═══ Text for analysis
2.3.2.3 Cgroup Block IO Limits
A focused guide to Cgroup Block IO Limits, connecting core concepts with practical Docker and container operations.
Cgroup block IO limits constrain how much disk read and write throughput, or how many disk operations per second, a container's processes are permitted to consume, preventing a single container's heavy disk activity from degrading disk performance for every other workload sharing the same underlying storage.
Why Disk IO Limits Matter
Unlike CPU and memory, disk IO is a resource that, when contended, can cause severe, hard-to-diagnose slowdowns across an entire host, since a single container performing intensive disk reads or writes can saturate the available disk throughput that every other container also depends on.
docker run -d --device-read-bps /dev/sda:50mb myapp:disk-intensive
This limits the container's read throughput from the specified device to 50 megabytes per second, regardless of how much disk activity the application inside attempts to perform.
Limiting Read and Write Throughput Separately
Read and write throughput can be limited independently, which is useful when a workload's read and write patterns have very different performance implications for the underlying storage.
docker run -d --device-read-bps /dev/sda:50mb --device-write-bps /dev/sda:20mb myapp:1.0
Limiting IO Operations Per Second
In addition to throughput limits, the number of individual read or write operations per second can be capped, which matters particularly for workloads that perform many small operations rather than a smaller number of large ones.
docker run -d --device-read-iops /dev/sda:1000 myapp:1.0
Relative IO Weighting
Similar to CPU shares, a relative IO weight can be set to determine priority access to disk bandwidth when multiple containers are competing for it, without imposing an absolute cap.
docker run -d --blkio-weight=500 myapp:1.0
Why Block IO Limits Matter
Disk IO limits are especially important on hosts running a mix of latency-sensitive workloads (such as a database) alongside batch or background workloads with heavy disk usage, since without these limits, the batch workload's disk activity could noticeably degrade the latency-sensitive workload's performance.
══════
═══ Listed records
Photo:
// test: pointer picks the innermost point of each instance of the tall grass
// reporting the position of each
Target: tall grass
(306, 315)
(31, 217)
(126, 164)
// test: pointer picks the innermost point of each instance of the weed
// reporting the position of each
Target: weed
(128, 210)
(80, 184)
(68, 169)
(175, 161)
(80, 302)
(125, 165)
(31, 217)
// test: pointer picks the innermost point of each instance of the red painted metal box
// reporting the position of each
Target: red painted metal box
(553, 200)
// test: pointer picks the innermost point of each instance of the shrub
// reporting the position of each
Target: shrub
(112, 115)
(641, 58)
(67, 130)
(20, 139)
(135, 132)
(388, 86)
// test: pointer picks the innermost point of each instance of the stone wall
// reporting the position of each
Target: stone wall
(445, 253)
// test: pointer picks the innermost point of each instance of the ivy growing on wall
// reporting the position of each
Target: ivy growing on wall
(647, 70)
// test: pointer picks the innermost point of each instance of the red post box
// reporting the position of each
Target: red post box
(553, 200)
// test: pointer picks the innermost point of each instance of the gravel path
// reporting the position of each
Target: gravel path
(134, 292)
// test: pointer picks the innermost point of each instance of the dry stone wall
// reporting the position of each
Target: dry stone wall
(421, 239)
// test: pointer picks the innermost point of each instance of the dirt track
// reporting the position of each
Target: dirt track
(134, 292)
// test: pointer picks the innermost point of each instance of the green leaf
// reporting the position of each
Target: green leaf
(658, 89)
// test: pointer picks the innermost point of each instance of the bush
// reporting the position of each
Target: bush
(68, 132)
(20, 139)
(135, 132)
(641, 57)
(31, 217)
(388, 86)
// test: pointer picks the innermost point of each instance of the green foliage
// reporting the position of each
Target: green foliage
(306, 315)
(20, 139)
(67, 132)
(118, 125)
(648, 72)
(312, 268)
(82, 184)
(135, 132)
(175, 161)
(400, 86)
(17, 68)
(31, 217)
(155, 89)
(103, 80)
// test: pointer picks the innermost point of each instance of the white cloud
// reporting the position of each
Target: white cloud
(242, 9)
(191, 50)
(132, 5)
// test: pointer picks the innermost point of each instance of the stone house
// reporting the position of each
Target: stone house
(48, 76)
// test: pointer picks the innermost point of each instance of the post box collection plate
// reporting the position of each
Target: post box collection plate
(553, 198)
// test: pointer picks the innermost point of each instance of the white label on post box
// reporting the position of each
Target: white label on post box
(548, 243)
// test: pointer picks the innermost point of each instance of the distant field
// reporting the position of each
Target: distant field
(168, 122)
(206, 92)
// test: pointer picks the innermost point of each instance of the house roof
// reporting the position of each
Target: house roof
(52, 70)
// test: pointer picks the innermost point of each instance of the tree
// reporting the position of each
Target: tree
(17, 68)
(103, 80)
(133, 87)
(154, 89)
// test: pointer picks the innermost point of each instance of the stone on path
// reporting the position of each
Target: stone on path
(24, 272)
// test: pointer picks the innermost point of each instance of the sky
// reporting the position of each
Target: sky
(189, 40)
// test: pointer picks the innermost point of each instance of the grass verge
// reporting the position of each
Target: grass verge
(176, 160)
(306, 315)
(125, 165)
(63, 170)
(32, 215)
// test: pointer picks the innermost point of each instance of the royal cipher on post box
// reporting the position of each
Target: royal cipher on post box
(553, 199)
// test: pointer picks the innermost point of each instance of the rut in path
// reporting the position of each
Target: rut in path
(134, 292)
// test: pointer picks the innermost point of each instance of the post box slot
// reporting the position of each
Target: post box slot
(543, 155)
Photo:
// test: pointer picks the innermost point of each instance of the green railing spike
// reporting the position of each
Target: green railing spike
══════
_About this task_: Write out the whole text on cgroup block IO limits above word for word.

_Task solution_:
2.3.2.3 Cgroup Block IO Limits
A focused guide to Cgroup Block IO Limits, connecting core concepts with practical Docker and container operations.
Cgroup block IO limits constrain how much disk read and write throughput, or how many disk operations per second, a container's processes are permitted to consume, preventing a single container's heavy disk activity from degrading disk performance for every other workload sharing the same underlying storage.
Why Disk IO Limits Matter
Unlike CPU and memory, disk IO is a resource that, when contended, can cause severe, hard-to-diagnose slowdowns across an entire host, since a single container performing intensive disk reads or writes can saturate the available disk throughput that every other container also depends on.
docker run -d --device-read-bps /dev/sda:50mb myapp:disk-intensive
This limits the container's read throughput from the specified device to 50 megabytes per second, regardless of how much disk activity the application inside attempts to perform.
Limiting Read and Write Throughput Separately
Read and write throughput can be limited independently, which is useful when a workload's read and write patterns have very different performance implications for the underlying storage.
docker run -d --device-read-bps /dev/sda:50mb --device-write-bps /dev/sda:20mb myapp:1.0
Limiting IO Operations Per Second
In addition to throughput limits, the number of individual read or write operations per second can be capped, which matters particularly for workloads that perform many small operations rather than a smaller number of large ones.
docker run -d --device-read-iops /dev/sda:1000 myapp:1.0
Relative IO Weighting
Similar to CPU shares, a relative IO weight can be set to determine priority access to disk bandwidth when multiple containers are competing for it, without imposing an absolute cap.
docker run -d --blkio-weight=500 myapp:1.0
Why Block IO Limits Matter
Disk IO limits are especially important on hosts running a mix of latency-sensitive workloads (such as a database) alongside batch or background workloads with heavy disk usage, since without these limits, the batch workload's disk activity could noticeably degrade the latency-sensitive workload's performance.